▶ **TÂCHES À FAIRE**
(1) Dans l'article, à quelle date l'ordonnance du 28 novembre 2017 a-t-elle fixé la clôture de l'instruction ?
(2) Reprenez sous forme de liste le paragraphe de l'article qui commence par « Il ressort des pièces du dossier », en gardant ses faits principaux.

▶ **ARTICLE**
____

4. Il ressort des pièces du dossier que, par une ordonnance du 28 novembre 2017, le magistrat rapporteur du dossier en première instance a fixé la clôture de l'instruction au 22 janvier 2018 et a inscrit l'affaire au rôle de l'audience publique du 28 février 2018. Puis, par une ordonnance du 24 janvier 2018, l'affaire a été rayée du rôle de cette audience et a été inscrite au rôle de celle devant se tenir le 6 février 2018, à 10h30. Il ressort du dossier de première instance, d'une part, que cette ordonnance, bien qu'ayant pour effet d'avancer l'enrôlement de l'affaire, s'intitulait " avis de renvoi à une audience ultérieure ", d'autre part, que si cette ordonnance a été mise à disposition du mandataire de M.C..., MeB..., sur l'application informatique le 24 janvier 2018, celui-ci n'en a accusé réception que le 7 février 2018, le lendemain de l'audience. En application des dispositions de l'article R. 611-8-2 du code de justice administrative, à défaut de consulter le document communiqué par la juridiction, Me B... était réputé avoir reçu l'ordonnance du 24 janvier 2018 huit jours après sa mise à disposition, soit le 5 février 2018 au plus tard, veille de l'audience à laquelle était inscrite l'affaire.

____

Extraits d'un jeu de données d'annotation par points
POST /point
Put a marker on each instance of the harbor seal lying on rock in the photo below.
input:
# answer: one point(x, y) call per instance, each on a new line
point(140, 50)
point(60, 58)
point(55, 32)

____

▶ **RÉPONSES**
(1) Au 22 janvier 2018.

(2)
- Ordonnance du 28 novembre 2017 : clôture de l'instruction fixée au 22 janvier 2018 et affaire inscrite à l'audience du 28 février 2018.
- Ordonnance du 24 janvier 2018 : affaire retirée de cette audience et inscrite à celle du 6 février 2018, à 10h30. Elle était intitulée « avis de renvoi à une audience ultérieure », alors qu'elle avançait l'affaire.
- Cette ordonnance a été mise à disposition de Me B..., mandataire de M. C..., sur l'application informatique le 24 janvier 2018. Il n'en a accusé réception que le 7 février 2018, le lendemain de l'audience.
- Selon l'article R. 611-8-2 du code de justice administrative, faute d'avoir consulté le document, Me B... était réputé l'avoir reçu huit jours après sa mise à disposition, soit le 5 février 2018 au plus tard, veille de l'audience.